BEGIN Selection

I thought you were proposing to add some syntax to inject arbitrary signature items into structures

Ah, no, I was just proposing to do the same as you do in this patch, but with (approximately) these types:

type signature_item_desc = <same as trunk>

type structure_item_desc =
  | Pstr_eval of expression * attributes
        (* E *)
  | Pstr_value of rec_flag * value_binding list
        (* let P1 = E1 and ... and Pn = EN       (flag = Nonrecursive)
           let rec P1 = E1 and ... and Pn = EN   (flag = Recursive)
         *)
  | Pstr_module of module_binding
        (* module X = ME *)
  | Pstr_recmodule of module_binding list
        (* module rec X1 = ME1 and ... and Xn = MEn *)
  | Pstr_modtype of module_type_declaration
        (* module type S = MT *)
  | Pstr_include of include_declaration
        (* include ME *)

END Selection

● **Problems**
(1) In the discussion, what type definition is proposed for signature_item_desc?
(2) Using the comment in the discussion, explain what the rec_flag in Pstr_value distinguishes.
The items that follow are separate material, unrelated to the discussion.

BEGIN Supplied data

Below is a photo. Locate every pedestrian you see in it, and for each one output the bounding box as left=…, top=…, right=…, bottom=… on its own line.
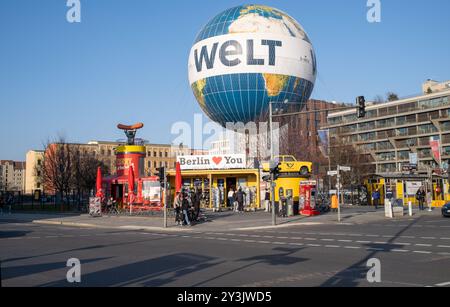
left=193, top=191, right=202, bottom=222
left=331, top=194, right=339, bottom=212
left=372, top=188, right=381, bottom=210
left=181, top=193, right=191, bottom=226
left=427, top=191, right=433, bottom=211
left=173, top=192, right=183, bottom=226
left=236, top=188, right=245, bottom=212
left=228, top=188, right=234, bottom=208
left=416, top=187, right=426, bottom=211
left=264, top=189, right=270, bottom=212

END Supplied data

● **Replies**
(1) It would be the same as in trunk.

(2) The rec_flag tells apart the two forms of a value binding. With flag = Nonrecursive it stands for "let P1 = E1 and ... and Pn = EN", and with flag = Recursive it stands for "let rec P1 = E1 and ... and Pn = EN".